DIRECTIONS: Return the part of the notes on refining protein structures from "To identify minima" to "diverse probability distributions.", copied word for word.

EXTRACT:
Restating question
Before using the potential energy functions to determine the best structure for two candidate structures given the sequence, one has to refine the structures:
- If one of the structures is the correct one:
- Need to determine side chain conformations before calculating potential
- If better structure is only approximate:
- Need to refine backbone and side chains first
Methods for Refining Structures
- Energy minization
- Move towards the local conformation
- Fast compared the other two
- restricted to local changes
- Molecular dynamics
- tries to simulate the biological process
- Computationally very intensive
- Simulated annealing
- tries to shortcut the route to some of those global free energy minima by raising the temperature and sample all the space, and then cooling down so we trap a high probility conformation
Energy Minization
Gradient Descent
one dimension:
\[\begin{aligned} x_{i}=x_{i-1}-\varepsilon f'(x_{i-1}) \end{aligned}\]N dimensions:
\[\begin{aligned} \vec{x}_{1}=\vec{x}_{0}-\varepsilon\nabla U_{0}(\vec{x}_{0}) \end{aligned}\] \[\begin{aligned} \nabla U=\left(\cfrac{\partial U}{\partial x_{1}},\ldots,\cfrac{\partial U}{\partial x_{n}}\right) \end{aligned}\]Force:
\[\begin{aligned} F=-\nabla U \end{aligned}\] \[\begin{aligned} \vec{x}_{1}=\vec{x}_{0}+\varepsilon F_{0}(\vec{x}_{0}) \end{aligned}\]each step is moving in the direction of the force
Not guaranteed to get to the correct energetic structure
Molecular Dynamics
- Seeks to simulate the motion of molecules
- Can escape local minima
Short simulations take tremendous computing resources
Length of simulation and protocol determine radius of convergence
Simulated Annealing
- At low temperature we cannot escape local minima
- At high temperature the kinetic energy exceeds the potential energy barrier
- This approach allows us to balance the need for speed and the need to be at high temperature
Step
- Start at high temperature
- Find most probable states
- Reduce temperature to trap these states
Metropolis Algorithm
- Goal: efficiently search a large conformation space
- Can be understood in terms of physical processes, but much more general
- Note the difference from molecular dtnamics:
- Molecules move under physical forces but temperatures are far outside of normal range
- A sampling method(a search strategy) not a simulation
Acceptance Criteria:
- Randomly choose neighboring state
- Always accept moves that reduce potential
- Go uphill (higher potential) based on odds ratio
Boltzmann equation
Full Algorithm
Iterate for a fixed number of cycles or until convergence:
- Start with a system in state $S_n$ with energy $E_n$
- Choose a neighboring state at random; we will call it the proposed state: $S_{\text{test}}$ with energy $E_{\text{test}}$
- If $E_{\text{test}}\lt E_{n}$: $S_{n+1}=S_{\text{test}}$
- Else set $S_{n+1}=S_{test}$ with probalility $P=e^{-(E_{\text{test}}-E_{n})/\text{kT}}$
- otherwise $S_{n+1}=S_{n}$
Noted that if $kT$ is very high, we almost always take the new state (higher potential). And this is what allows us to climb those energetic hills.
Full Algorithm (prob. version)
To identify minima given a probability function: $P(S)$
- Start with a system in state $S_n$
- Choose a neighboring state at random: $S_{\text{test}}$
- Compute acceptance ratio $a=\cfrac{P(S_{\text{test}})}{P(S_n)}$
- If $a\gt 1$: $S_{n+1}=S_{\text{test}}$
- Else set $S_{n+1}=S_{\text{test}}$ with probability $a$ and $S_{n+1}=S_{n}$ with probability $1-a$
Not specific to protein structure. Used to sample diverse probability distributions.

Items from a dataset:
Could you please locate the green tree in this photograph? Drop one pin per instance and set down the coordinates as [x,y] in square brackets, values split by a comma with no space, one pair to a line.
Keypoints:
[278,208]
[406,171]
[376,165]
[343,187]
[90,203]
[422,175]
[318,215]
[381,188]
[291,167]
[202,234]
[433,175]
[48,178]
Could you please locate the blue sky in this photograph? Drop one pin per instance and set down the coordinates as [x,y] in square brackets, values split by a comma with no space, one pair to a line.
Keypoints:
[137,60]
==
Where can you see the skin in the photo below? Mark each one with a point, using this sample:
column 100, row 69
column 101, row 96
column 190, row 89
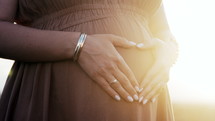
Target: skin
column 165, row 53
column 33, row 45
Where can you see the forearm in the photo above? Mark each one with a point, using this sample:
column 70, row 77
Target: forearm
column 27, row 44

SOLUTION:
To identify minima given a probability function: $P(S)$
- Start with a system in state $S_n$
- Choose a neighboring state at random: $S_{\text{test}}$
- Compute acceptance ratio $a=\cfrac{P(S_{\text{test}})}{P(S_n)}$
- If $a\gt 1$: $S_{n+1}=S_{\text{test}}$
- Else set $S_{n+1}=S_{\text{test}}$ with probability $a$ and $S_{n+1}=S_{n}$ with probability $1-a$
Not specific to protein structure. Used to sample diverse probability distributions.